EXERCISE PROMPT
Reproduce verbatim every line of the records from the line containing "Question. Locate the foliage" through the end of the records, both ends included. Omit the pictures from your reproduction.

Records from a point-labeling set
━━━━━━━━━━━━━━━━━━━━━━━━━━━━━━

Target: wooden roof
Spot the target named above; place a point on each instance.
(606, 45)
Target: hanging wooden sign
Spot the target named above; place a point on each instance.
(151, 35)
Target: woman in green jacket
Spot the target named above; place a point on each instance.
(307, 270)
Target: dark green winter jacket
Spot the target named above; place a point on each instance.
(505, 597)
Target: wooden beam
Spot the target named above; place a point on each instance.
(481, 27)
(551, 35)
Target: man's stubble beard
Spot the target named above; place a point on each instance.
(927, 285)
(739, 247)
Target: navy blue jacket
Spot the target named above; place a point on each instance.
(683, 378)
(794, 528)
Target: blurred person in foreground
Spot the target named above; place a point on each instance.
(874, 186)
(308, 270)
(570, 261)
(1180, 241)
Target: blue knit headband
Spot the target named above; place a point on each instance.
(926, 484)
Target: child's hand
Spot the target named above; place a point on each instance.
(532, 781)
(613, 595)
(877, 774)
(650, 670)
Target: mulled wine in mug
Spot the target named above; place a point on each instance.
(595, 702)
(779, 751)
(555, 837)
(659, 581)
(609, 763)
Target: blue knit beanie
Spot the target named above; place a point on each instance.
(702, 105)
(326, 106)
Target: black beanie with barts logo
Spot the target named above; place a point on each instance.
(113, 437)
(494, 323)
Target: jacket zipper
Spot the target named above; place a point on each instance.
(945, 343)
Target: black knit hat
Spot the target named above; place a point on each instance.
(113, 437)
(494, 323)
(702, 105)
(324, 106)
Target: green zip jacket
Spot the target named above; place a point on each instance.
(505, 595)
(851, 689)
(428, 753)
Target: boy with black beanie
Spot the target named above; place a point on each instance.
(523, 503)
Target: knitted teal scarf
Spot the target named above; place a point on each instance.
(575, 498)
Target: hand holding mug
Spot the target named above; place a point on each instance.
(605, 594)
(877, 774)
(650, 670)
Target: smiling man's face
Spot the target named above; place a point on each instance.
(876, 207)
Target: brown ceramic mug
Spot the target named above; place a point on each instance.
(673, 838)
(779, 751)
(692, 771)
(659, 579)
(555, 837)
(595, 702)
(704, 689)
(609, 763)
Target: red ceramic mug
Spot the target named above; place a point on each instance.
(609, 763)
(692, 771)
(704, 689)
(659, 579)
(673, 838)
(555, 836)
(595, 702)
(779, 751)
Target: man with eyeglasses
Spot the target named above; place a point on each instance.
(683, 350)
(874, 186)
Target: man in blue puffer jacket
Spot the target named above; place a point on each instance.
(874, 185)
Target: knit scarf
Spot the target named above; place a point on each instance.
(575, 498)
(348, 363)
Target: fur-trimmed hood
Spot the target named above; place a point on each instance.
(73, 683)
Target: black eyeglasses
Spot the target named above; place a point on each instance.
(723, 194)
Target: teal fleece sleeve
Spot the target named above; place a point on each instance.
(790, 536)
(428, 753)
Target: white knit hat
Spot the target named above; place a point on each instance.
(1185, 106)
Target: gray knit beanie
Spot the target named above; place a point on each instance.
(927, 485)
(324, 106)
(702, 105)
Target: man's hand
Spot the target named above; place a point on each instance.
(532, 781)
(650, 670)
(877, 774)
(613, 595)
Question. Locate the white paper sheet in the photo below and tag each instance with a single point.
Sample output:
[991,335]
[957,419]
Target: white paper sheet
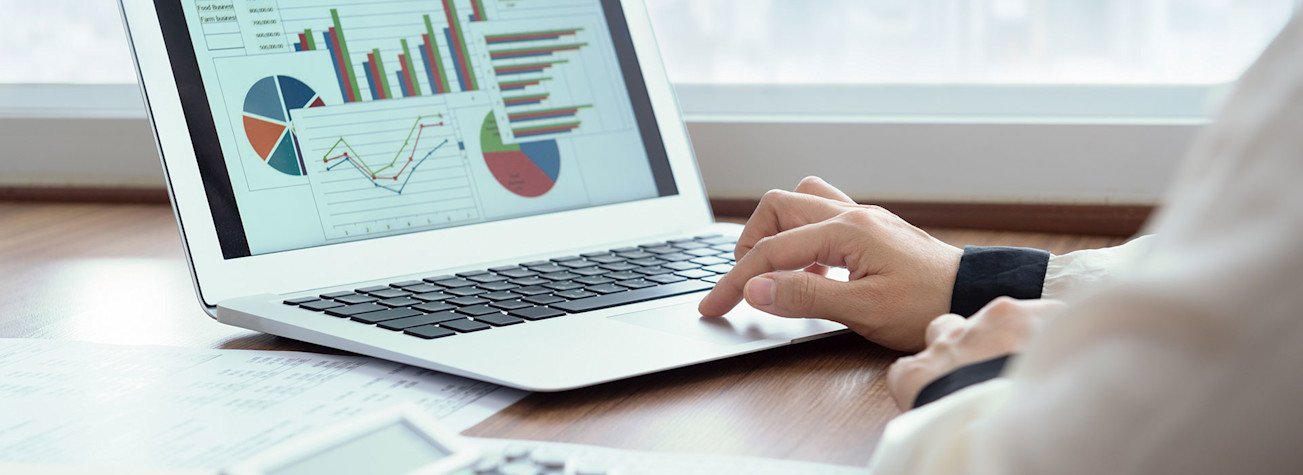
[69,402]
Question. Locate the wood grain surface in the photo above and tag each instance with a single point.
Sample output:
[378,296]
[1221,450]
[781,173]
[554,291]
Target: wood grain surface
[115,273]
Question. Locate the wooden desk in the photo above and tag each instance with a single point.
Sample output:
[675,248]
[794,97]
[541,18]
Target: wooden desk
[115,273]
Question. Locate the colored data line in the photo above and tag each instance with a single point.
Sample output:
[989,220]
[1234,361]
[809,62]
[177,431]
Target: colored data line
[525,68]
[377,176]
[545,129]
[533,51]
[529,37]
[458,42]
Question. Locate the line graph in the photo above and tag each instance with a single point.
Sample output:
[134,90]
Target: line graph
[343,154]
[387,167]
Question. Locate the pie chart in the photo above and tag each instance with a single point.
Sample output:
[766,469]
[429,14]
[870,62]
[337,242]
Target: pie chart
[528,169]
[266,119]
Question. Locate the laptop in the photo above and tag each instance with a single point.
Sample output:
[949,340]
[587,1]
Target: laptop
[495,189]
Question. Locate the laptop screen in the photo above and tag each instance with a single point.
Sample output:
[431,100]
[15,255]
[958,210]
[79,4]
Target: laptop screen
[318,122]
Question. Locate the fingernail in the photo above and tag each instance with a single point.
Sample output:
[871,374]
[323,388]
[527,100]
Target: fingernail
[760,292]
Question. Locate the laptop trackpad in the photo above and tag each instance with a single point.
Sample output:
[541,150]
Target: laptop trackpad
[743,324]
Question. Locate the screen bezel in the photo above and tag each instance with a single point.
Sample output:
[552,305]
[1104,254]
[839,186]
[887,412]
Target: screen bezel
[219,279]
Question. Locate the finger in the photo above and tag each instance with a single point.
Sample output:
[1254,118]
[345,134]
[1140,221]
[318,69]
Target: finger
[818,270]
[941,325]
[820,188]
[779,211]
[804,296]
[788,250]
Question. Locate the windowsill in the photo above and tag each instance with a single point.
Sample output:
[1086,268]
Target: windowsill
[891,142]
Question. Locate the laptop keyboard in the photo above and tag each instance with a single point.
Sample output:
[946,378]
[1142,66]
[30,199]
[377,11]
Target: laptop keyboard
[476,301]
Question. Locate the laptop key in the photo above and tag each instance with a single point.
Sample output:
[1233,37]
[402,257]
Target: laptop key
[721,268]
[356,309]
[544,299]
[434,307]
[454,283]
[636,284]
[624,275]
[511,305]
[652,271]
[321,305]
[499,296]
[517,272]
[487,277]
[422,288]
[710,260]
[606,259]
[632,297]
[704,251]
[619,267]
[399,302]
[682,266]
[390,293]
[563,285]
[606,288]
[695,273]
[467,301]
[594,280]
[499,319]
[433,297]
[465,325]
[477,310]
[373,318]
[528,281]
[429,332]
[465,292]
[532,290]
[418,320]
[355,298]
[495,286]
[573,294]
[666,279]
[536,312]
[590,271]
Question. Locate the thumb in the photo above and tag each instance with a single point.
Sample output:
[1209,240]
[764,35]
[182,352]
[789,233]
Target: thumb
[799,294]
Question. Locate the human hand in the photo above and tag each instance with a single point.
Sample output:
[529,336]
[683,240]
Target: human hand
[1000,328]
[901,277]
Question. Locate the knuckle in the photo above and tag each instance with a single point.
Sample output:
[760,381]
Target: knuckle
[803,292]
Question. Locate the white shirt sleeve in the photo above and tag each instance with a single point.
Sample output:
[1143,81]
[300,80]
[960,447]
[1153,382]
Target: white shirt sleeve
[1186,358]
[1088,268]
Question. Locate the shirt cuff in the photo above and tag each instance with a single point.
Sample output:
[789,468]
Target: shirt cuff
[990,272]
[962,378]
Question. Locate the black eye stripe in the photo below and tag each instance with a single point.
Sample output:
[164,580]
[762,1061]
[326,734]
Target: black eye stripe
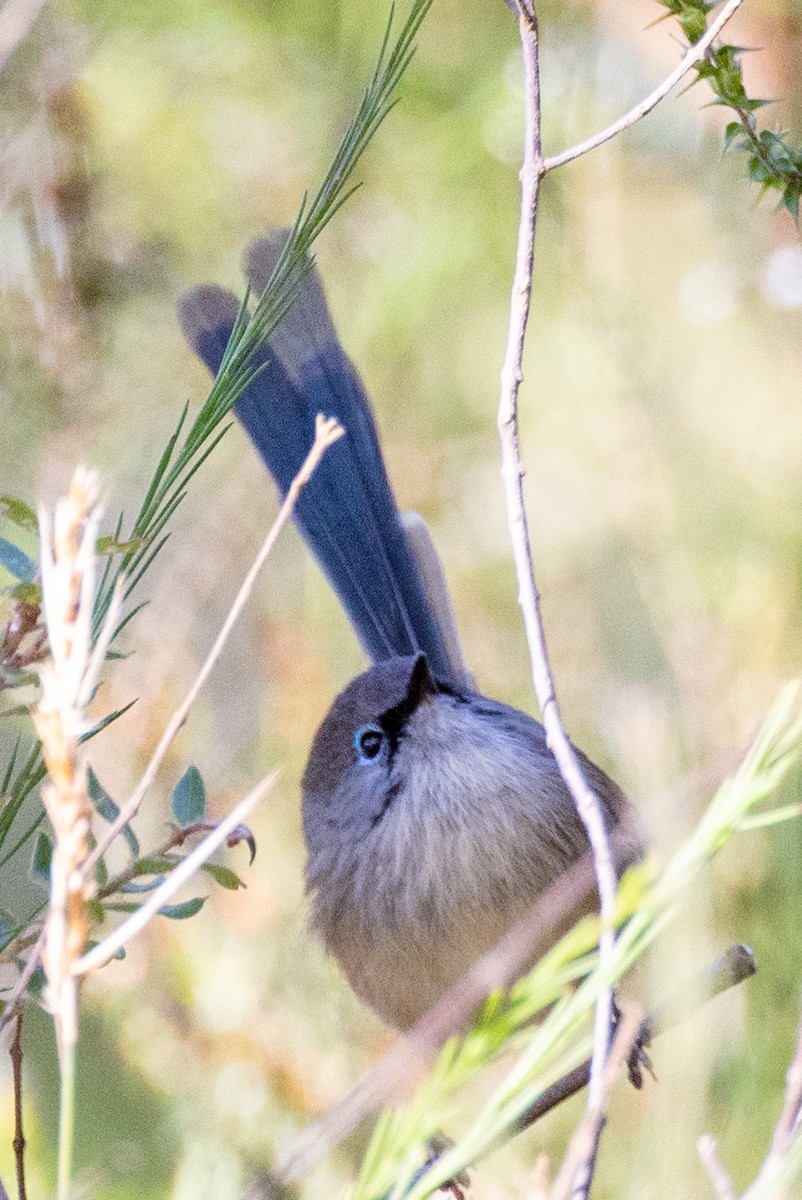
[370,743]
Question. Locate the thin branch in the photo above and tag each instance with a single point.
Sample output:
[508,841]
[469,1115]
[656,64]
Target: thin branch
[106,949]
[576,1170]
[686,64]
[736,965]
[717,1174]
[19,1135]
[587,803]
[25,975]
[327,432]
[406,1062]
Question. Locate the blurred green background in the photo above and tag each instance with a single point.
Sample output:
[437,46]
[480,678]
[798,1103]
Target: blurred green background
[142,145]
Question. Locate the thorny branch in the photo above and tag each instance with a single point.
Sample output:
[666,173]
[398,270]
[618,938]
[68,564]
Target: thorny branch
[587,803]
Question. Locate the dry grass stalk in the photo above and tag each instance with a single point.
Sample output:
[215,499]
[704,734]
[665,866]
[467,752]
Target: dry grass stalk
[69,679]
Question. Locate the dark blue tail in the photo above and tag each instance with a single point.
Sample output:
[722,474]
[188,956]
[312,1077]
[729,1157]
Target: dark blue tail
[347,513]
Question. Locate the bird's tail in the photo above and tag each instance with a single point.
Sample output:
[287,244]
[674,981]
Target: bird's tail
[347,513]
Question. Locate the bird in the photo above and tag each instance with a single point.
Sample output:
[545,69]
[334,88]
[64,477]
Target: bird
[434,815]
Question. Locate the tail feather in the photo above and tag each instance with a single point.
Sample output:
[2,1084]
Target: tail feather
[347,513]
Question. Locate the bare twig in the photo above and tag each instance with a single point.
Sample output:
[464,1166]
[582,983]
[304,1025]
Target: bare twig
[327,431]
[786,1140]
[18,990]
[576,1170]
[406,1062]
[686,64]
[736,965]
[587,803]
[175,880]
[717,1174]
[19,1135]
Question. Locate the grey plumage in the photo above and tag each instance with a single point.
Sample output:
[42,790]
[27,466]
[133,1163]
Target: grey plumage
[434,816]
[422,858]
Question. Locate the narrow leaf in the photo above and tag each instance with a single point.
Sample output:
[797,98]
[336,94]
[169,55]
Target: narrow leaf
[189,798]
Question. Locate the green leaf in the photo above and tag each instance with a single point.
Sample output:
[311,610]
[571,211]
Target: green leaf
[181,911]
[223,876]
[27,593]
[106,807]
[189,798]
[15,562]
[42,857]
[19,513]
[149,886]
[111,545]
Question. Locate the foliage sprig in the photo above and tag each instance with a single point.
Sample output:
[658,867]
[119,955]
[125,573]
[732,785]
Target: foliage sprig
[773,161]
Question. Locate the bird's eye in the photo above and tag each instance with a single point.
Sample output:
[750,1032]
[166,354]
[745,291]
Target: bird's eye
[369,742]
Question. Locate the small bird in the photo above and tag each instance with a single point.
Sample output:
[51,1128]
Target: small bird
[434,816]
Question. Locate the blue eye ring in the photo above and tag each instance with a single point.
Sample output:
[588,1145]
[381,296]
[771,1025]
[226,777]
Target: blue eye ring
[369,742]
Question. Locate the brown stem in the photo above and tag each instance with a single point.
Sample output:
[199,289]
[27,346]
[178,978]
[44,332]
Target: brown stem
[736,965]
[19,1137]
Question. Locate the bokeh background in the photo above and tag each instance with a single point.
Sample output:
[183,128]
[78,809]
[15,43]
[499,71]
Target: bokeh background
[142,145]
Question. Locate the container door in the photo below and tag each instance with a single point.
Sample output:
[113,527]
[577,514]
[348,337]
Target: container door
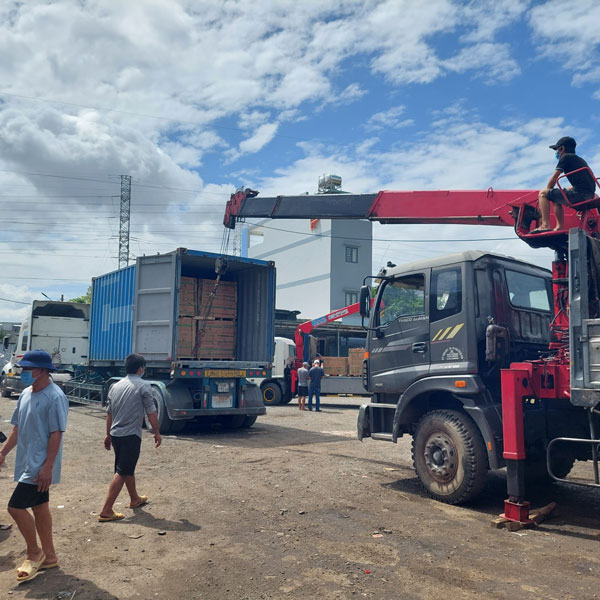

━━━━━━━━━━━━━━━━━━━━━━━━━━━━━━

FULL RESPONSE
Question. Locate the foliage sprig in the photo above and tag each instance with a single point.
Sample output:
[658,867]
[119,955]
[125,573]
[732,785]
Target: foliage sprig
[773,161]
Question. Locate the bird's eye in the photo above and tag each instance with a single point.
Sample output:
[750,1032]
[166,354]
[745,291]
Target: bird's eye
[369,742]
Question. Locate the small bird in the photo above and tag each instance with a single point.
Sample output:
[51,1128]
Target: small bird
[434,816]
Question. Locate the blue eye ring in the photo above and tag each instance with a single point.
Sample output:
[588,1145]
[381,296]
[771,1025]
[226,777]
Target: blue eye ring
[369,742]
Question. Locate the brown stem in the photo above and tag each instance with a single point.
Sample output:
[199,289]
[27,346]
[178,978]
[44,332]
Target: brown stem
[736,965]
[19,1137]
Question. Locate the bokeh background in the photo above and tag each instance with a single point.
Sample output:
[183,128]
[78,809]
[15,43]
[499,71]
Target: bokeh background
[142,145]
Question. Locate the container door in the photo below and tag each instance with a single point.
Sample output:
[113,527]
[577,514]
[348,337]
Target: container door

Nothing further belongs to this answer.